# [ЗАДАНИЕ 1]
Где 1 августа 1934 года открылась выставка изобразительного искусства Узбекистана, согласно тексту об Усто Мумине?
# [ЗАДАНИЕ 2]
Подхватите текст об Усто Мумине и продолжите его, начав сразу после последнего приведенного предложения.

# [ИСХОДНЫЙ ТЕКСТ]
═══
Усто Мумин выполняет заказы. В 1930 году пишет работу «Без паранджи». На переднем плане — идущая женщина с короткой стрижкой, по-европейски одетая: белая блуза с короткими рукавами, узкая прямая юбка, туфли на каблуках; в руках стопка книг; справа в глубине — две женские фигуры в длинных национальных халатах и парандже, застывшие при виде шагающей дамы с открытым лицом. В том же году написана картина «Девушка с хлопком», отражающая пафос созидательного труда.

1 августа 1934 года в Москве на Кузнецком Мосту открывается выставка изобразительного искусства Узбекистана. Центральная и региональная газетная и искусствоведческая пресса дают высокую оценку произведениям художников из Узбекистана, Усто Мумин — в ряду хвалимых.


Заметка об Усто Мумине в газете «Правда Востока».

№ 145, 26 июня 1935 г.


Художник и искусствовед Рафаил Такташ писал:

«Критикой был замечен „графически живописный язык“ Усто Мумина… Картина Усто-Мумина „Белое золото“ показывала уже не патриархальный мир мусульманских священнослужителей, а тружеников колхозных полей — хлопкоробов, не мрачный мир байства, а освобожденный труд подлинных хозяев узбекской земли и ее природных богатств»[378].

Свою работу «Белое золото» сам Усто Мумин (и это мнение разделяли его коллеги) называл первой из тех, где раскрывается хлопковая тема в живописи[379].

Характеризуя работу Усто Мумина в 1930-х годах, надо отметить, что он участвовал во всех республиканских выставках «вплоть до 1938 года»[380] (как написал сам художник в кадровой анкете), а также в двух московских (1934–1935 и 1937).

С той же плакатной тематикой, что и картина «Белое золото», в 1934 году Усто Мумином написаны по заказу Наркомпроса еще две картины — «Старометодная школа» и «Новая школа».

«Старометодная школа в Средней Азии»: под сводами изображен класс, учитель наказывает ученика, в этом ему помогают другие дети — они привязали ноги лежащего мальчика к палке, учитель занес над ним руку с плеткой; одни дети смеются, угождая учителю, другие с испугом отшатнулись. В пандан к этой — картина «Новая школа (в музее)»: на стене музея висит устомуминовская картина «Старометодная школа», к ней подошли пионеры, они в ужасе смотрят, как мучают мальчика.

Почти для всех заказных работ Усто Мумина — ленинградских книжек, ташкентских плакатов и картин характерна единая концепция: антитеза старого и нового, хула старого мира и хвала новому. Можно вообразить, как не по душе была эта концепция художнику, который принял для себя судьбоносное решение — остаться в Туркестанском крае. Он уже полюбил тамошнюю жизнь, людей, их нравы, а главное — те институты и детали быта, которые с любовью воплощал в своих картинах 1920-х годов: узбекских юношей, беданабозов, водоношей, их быт, бачей, перепелок. Он наделял все эти образы каким-то новым, интригующим смыслом, а официоз призывал с ними бороться.

Обозреватель «Правды Востока» в 1928 году писал:

«Преобладающие темы большинства 10-ти выставивших свои работы художников — мечеть, мазар, хауз, изредка базар и чайхана, и снова полуразрушенные памятники прошлого — лазурь керамических облицовок, мертвенная пустота мавзолея.
═══
# [ИСХОДНЫЕ ДАННЫЕ]

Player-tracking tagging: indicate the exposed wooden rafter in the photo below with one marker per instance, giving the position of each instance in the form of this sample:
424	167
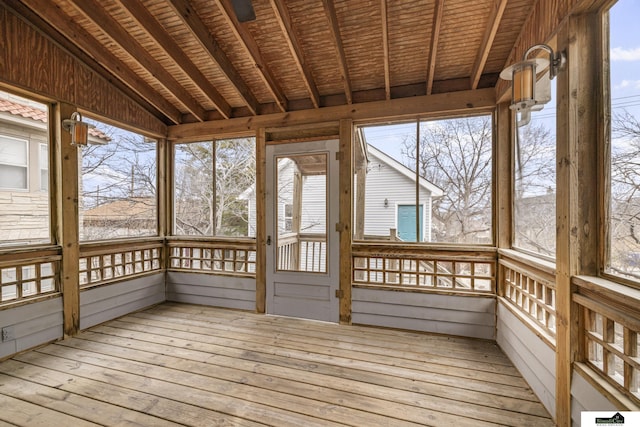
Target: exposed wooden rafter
87	44
153	28
385	49
497	12
96	13
284	20
251	47
200	32
334	28
438	11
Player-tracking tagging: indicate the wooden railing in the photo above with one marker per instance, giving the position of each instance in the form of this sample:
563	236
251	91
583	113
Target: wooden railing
528	286
418	268
302	252
103	262
610	325
236	257
28	274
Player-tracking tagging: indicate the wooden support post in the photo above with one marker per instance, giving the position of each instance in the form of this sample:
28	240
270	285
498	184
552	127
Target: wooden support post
346	197
577	208
261	222
67	220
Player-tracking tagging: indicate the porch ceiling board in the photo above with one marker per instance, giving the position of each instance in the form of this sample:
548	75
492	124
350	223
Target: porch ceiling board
191	60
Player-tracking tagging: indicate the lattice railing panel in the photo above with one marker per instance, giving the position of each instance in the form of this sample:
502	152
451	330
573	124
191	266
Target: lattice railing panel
414	270
532	292
26	279
98	265
213	257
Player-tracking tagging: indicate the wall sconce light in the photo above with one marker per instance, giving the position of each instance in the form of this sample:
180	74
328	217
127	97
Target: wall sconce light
77	128
528	93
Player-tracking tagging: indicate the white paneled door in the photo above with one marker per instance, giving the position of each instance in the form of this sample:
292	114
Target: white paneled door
302	241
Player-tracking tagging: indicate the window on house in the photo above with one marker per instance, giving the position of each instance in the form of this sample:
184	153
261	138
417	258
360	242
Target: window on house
534	189
24	209
424	181
214	188
622	256
14	162
118	184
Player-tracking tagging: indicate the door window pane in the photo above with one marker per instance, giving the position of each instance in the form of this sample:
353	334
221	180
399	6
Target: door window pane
302	213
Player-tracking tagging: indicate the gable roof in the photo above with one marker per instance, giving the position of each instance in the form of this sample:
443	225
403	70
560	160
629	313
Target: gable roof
38	115
405	171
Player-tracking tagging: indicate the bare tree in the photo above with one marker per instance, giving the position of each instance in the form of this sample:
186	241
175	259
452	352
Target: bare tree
624	221
228	166
456	155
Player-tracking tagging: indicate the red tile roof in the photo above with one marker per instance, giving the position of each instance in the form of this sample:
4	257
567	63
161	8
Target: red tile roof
36	114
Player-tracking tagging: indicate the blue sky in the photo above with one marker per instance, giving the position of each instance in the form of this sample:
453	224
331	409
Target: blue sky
625	56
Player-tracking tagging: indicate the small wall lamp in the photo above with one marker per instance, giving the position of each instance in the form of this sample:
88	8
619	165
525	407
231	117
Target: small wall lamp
528	93
77	128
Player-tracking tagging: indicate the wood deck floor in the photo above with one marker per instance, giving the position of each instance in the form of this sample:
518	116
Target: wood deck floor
189	365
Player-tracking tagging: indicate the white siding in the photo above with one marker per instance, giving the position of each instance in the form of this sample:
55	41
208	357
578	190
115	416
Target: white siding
467	316
33	324
533	357
97	305
385	182
209	289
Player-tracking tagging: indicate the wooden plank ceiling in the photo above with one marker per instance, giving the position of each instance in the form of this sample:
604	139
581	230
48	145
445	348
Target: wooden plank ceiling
191	60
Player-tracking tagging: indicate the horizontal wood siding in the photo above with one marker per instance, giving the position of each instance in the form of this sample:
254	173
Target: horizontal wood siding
532	356
97	305
33	324
212	290
468	316
584	397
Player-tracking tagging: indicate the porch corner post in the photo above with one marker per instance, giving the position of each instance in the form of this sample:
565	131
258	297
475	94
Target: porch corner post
67	219
577	207
345	217
261	222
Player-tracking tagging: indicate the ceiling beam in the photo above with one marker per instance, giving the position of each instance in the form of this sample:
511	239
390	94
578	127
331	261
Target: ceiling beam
385	49
201	33
96	13
284	20
438	11
139	13
334	29
426	106
85	43
497	12
249	44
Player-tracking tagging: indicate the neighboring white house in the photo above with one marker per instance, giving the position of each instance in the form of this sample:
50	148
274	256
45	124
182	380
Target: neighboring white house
390	200
24	170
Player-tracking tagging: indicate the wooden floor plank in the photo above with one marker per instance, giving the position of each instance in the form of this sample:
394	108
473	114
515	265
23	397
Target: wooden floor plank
309	354
178	413
177	364
75	405
19	412
361	344
381	400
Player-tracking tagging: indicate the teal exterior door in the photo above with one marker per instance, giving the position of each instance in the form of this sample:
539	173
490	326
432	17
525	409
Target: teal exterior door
407	222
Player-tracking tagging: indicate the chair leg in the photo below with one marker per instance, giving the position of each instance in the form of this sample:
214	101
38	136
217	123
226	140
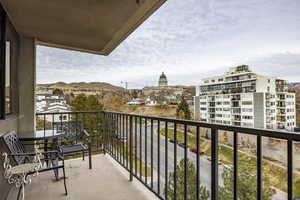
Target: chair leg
90	158
65	180
19	192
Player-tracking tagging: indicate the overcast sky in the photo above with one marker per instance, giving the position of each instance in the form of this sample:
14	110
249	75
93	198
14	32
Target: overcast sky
190	40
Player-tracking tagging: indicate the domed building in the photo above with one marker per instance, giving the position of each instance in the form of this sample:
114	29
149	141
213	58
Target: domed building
163	81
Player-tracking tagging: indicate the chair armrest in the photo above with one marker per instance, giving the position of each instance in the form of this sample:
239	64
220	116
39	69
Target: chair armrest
86	133
33	153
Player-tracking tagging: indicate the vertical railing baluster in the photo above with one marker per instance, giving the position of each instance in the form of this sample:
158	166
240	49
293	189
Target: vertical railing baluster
44	125
61	124
146	163
130	148
127	138
135	144
76	128
197	164
166	159
151	153
53	124
123	139
214	164
158	157
113	135
116	136
235	165
290	169
175	161
141	148
97	129
259	168
185	162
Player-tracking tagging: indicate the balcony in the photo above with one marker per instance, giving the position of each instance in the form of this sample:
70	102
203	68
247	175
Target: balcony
107	179
159	145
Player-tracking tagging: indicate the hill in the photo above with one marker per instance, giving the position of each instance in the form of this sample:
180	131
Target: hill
99	86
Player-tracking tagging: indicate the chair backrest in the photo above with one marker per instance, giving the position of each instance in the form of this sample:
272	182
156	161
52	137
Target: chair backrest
72	130
14	145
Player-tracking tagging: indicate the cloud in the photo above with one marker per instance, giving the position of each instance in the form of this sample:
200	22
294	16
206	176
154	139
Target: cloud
189	40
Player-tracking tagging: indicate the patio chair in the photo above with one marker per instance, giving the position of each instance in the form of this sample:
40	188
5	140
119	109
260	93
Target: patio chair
52	160
74	139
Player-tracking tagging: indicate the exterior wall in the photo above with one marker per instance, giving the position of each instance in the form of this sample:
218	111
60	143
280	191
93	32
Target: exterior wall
11	122
21	120
196	107
26	126
259	110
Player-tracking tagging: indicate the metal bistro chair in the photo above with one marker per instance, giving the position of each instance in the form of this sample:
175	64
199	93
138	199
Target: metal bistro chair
74	139
52	160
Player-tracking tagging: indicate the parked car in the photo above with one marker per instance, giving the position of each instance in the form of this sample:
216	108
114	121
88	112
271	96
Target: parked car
194	150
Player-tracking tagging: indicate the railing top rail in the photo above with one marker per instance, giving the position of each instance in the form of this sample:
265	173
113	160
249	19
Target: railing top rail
286	135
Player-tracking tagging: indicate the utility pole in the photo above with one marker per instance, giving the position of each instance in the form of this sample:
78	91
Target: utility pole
126	86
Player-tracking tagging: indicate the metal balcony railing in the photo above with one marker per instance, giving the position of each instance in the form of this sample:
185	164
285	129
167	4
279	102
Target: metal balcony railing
150	149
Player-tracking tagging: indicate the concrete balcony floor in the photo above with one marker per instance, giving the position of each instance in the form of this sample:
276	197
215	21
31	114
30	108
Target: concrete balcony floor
106	181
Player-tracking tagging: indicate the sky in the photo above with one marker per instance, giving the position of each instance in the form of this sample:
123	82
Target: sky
190	40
═══
# [ОТВЕТ 1]
В Москве на Кузнецком Мосту.

# [ОТВЕТ 2]
Это — выставка АXРРа — ассоциации, ставящей своей основной задачей отражение в искусстве „правдошной“ жизни, движения, реального быта.

Общий уклон выставки — боязнь человека, стремление уйти от динамики к покою статического момента. Изредка проскальзывающие на полотнах фигуры сами мертвы, как монументы. <…> Вместо фиксации живой современности большинство художников устремлены к отчасти экзотическому, отчасти археологическому поиску. Ориентировки на местное народное искусство, хотя бы в его стилистических формах, нет. За крайне малыми исключениями, все выставленные работы — лишь внешнее, весьма поверхностное восприятие натуры Ср. Азии, без глубокого внедрения художника в ее жизнь, дух и колорит»[381].

Его коллега (под псевдонимом) продолжает уже в 1935-м:

«Другая тема — „Зикр“ — радение дервишей. Задача этой картины — показать одну из мрачных картин прошлого, все изуверства, дикость и уродливость быта времен ханства»[382].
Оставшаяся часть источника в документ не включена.